(Records excerpted from a collection)
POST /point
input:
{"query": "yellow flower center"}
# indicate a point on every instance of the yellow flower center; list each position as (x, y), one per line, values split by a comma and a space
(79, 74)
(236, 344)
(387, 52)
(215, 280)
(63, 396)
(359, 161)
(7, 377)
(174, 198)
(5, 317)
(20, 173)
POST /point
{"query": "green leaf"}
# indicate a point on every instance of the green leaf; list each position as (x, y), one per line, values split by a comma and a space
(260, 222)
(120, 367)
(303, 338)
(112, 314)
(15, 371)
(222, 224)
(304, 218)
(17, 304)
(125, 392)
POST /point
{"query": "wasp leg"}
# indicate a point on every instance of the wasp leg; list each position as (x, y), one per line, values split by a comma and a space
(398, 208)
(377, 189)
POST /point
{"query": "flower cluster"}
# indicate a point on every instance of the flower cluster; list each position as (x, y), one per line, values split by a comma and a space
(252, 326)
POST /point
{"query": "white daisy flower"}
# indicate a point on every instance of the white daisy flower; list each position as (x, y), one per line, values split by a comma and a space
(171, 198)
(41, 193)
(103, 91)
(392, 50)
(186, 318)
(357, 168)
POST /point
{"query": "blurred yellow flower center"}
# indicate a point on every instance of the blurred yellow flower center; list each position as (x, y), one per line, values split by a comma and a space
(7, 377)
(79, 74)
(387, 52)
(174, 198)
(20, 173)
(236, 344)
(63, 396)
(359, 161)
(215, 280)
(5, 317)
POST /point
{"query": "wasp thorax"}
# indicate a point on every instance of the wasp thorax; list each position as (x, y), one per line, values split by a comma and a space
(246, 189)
...
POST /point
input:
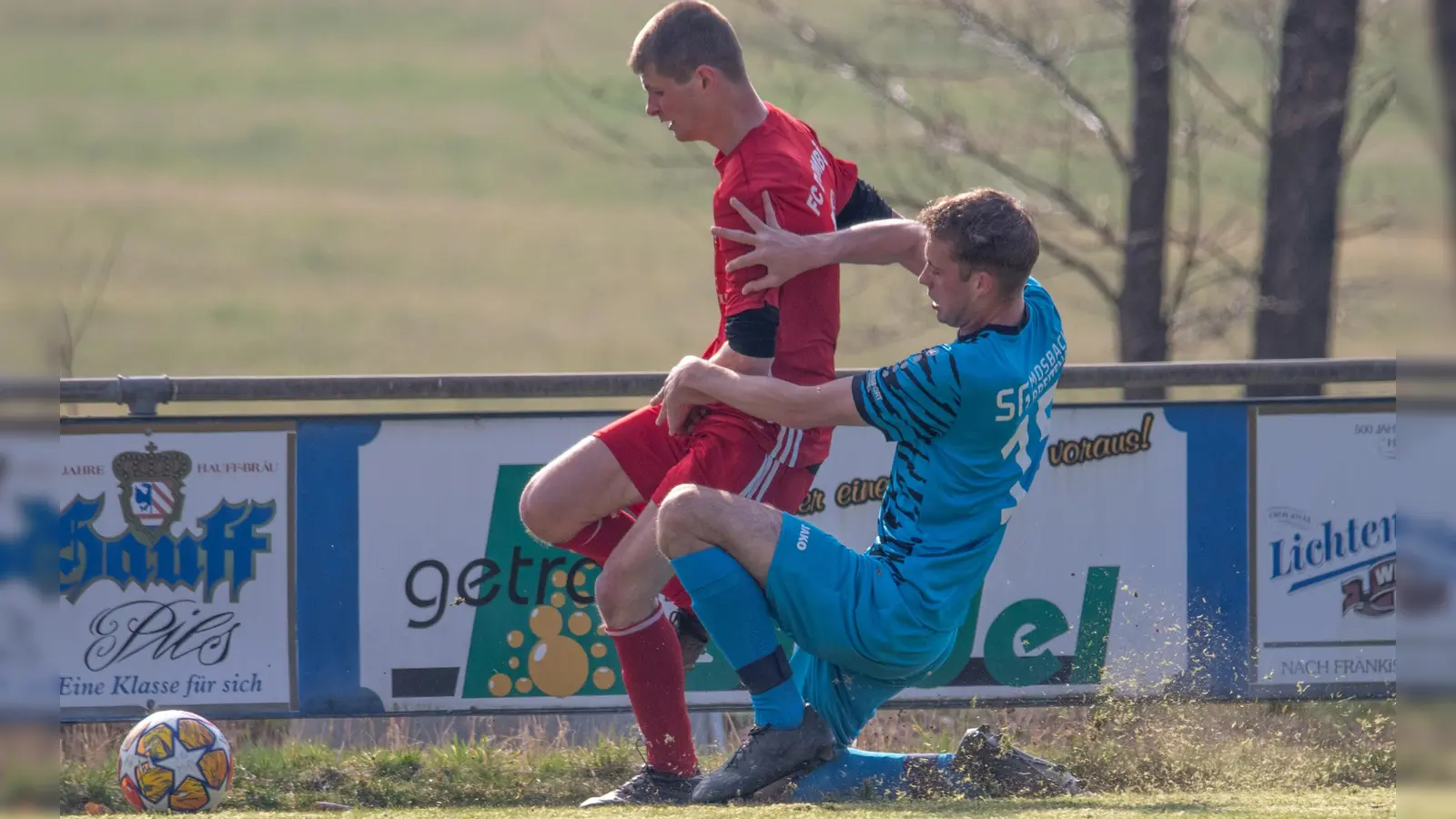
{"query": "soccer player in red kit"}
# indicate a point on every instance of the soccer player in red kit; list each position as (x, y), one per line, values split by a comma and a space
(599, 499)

■ Task item ■
Check each line above for the string "query" and copy those that have it.

■ Solution to this exercise ■
{"query": "yellow flower center"}
{"query": "green leaf"}
{"query": "wasp leg"}
{"query": "flower cluster"}
{"query": "white daisy flower"}
{"query": "blurred yellow flower center"}
{"query": "wasp thorax"}
{"query": "soccer player in red kit"}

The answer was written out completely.